
    I agree with John – I never felt completely integrated into a new church until I started meeting with people at a small group level. As I look back at the various places my wife and I have lived (Florida, England, Virginia and now PA), the closest friends we made, and still stay in touch with, were our small group friends.

    • ChadEJohnson says:

      We tried to get rid of the meet-n-greet but there was some grumbling and it occasionally makes it way into the service. We also tried the "drop you offering off at the back on you way out" but that brought strong grumblings and a huge decline in $$. So, it's back in.

      I'm realizing it is incredibly difficult to transition a large group of people. Even when you explain why the transition needs to happen. It almost feel like a church plant is the only way to implement some of these "new" thoughts.

      • shawnsmucker says:

        Yeah, those are great points Chad. Change is not easy and church plants are great places to try some of these different ideas. Maybe doing new things in new churches is what Jesus was talking about when he illustrated the whole new wine for new wineskins thought?

        Similar grumblings in our community: I think our church did away with the meet and greet for a while, but then one visiting pastor said he thought it felt cold, so it's back on…

        • ChadEJohnson says:

          I think that sometimes people are more attached to "religion" than they are with the Kingdom. So, to be a Christian means to go to church on Sunday and going to church on Sunday means passing the offering plate and having hymns. Of course, I fall into that line of thinking when the cross gets removed from the worship gathering.

          I suppose some people's sacred cows do not always align with others. The passing of the offering plate became an issue because we were not allowing them to serve or give. For them, the physical act of giving money in the plate during the service was their form of giving and worship as important and hearing a sermon or an altar call. For me, I'm more inclined to see giving food to the homeless guy down the street as my tangible form of worship but that doesn't mean either group is correct/wrong.

          At a new church plant, or a young church (not demographically but established recently), one could implement different things and it wouldn't matter as much because you would not be removing anything from anyone but merely doing things one way and people would be attracted to that way and start coming or they wouldn't and go elsewhere.

§ **Activities**:
**1.** Print the stretch of the church discussion from "I suppose some" through "group is correct/wrong.".
**2.** Carry on the church discussion from the point where it stops.

§ **Input data**:
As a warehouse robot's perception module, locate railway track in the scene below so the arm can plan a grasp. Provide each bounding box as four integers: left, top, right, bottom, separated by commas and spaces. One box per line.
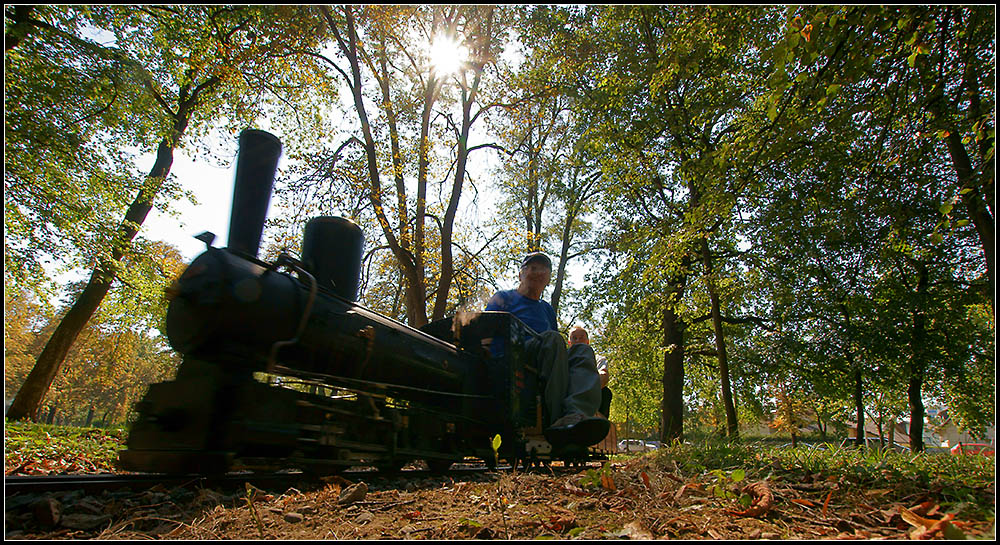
4, 464, 532, 497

§ **Answers to the tasks**:
**1.**
I suppose some people's sacred cows do not always align with others. The passing of the offering plate became an issue because we were not allowing them to serve or give. For them, the physical act of giving money in the plate during the service was their form of giving and worship as important and hearing a sermon or an altar call. For me, I'm more inclined to see giving food to the homeless guy down the street as my tangible form of worship but that doesn't mean either group is correct/wrong.

**2.**
          Man, that got to be a long post.

  5. Aaron Tiffany says:

    great question. I'm not a fan of our "meet and greet" at all. We have a short and wide sanctuary and there are people everywhere and it takes like 5 minutes every Sunday. It's kind of chaotic and like it was said, the conversations are so surface level. We are an older church and change is definitely difficult.
    Some churches I have been in call it "passing of the peace." I really like this language.
    Instead of saying, "what's up?" you say, "the peace of Christ be with you." But then again, it's not so much what we say, but where the heart is at.

  6. zenichka says:

    hey, came here from Herb's blog :)

    i'm blessed with my Church which i had been attending since… hmm… 18 years (since i was 6), so most of the time i would not have trouble with saying hi to my neighbors (especially since i mostly sit with my friends…)…

    yet, i echo Herb's comment re: personality types… i am INFJ and for me, it's quite hard to "go out and meet people" – i would probably scramble my brain and think of something to say if i get introduced to a stranger, yet it would wear me out… and i remember i went to another Church one time – youth group – and people (probably thinking that i am a new convert or that i am going to be coming to their church now) decided to make me feel welcome… *sigh* God bless their hearts, they were trying. yet for me, it felt suffocating. i am an observer (hence the name of my blog) and i just… am not outgoing.

    some people are great with it, however. my ex youth pastor was amazing – he could find 20 topics to chat about when a new person showed up… (still can)… and me… i observe and help behind the scenes…

  7. Esther says:

    I am an introverted person – but I'm also the organist so while everyone "greets" – I play!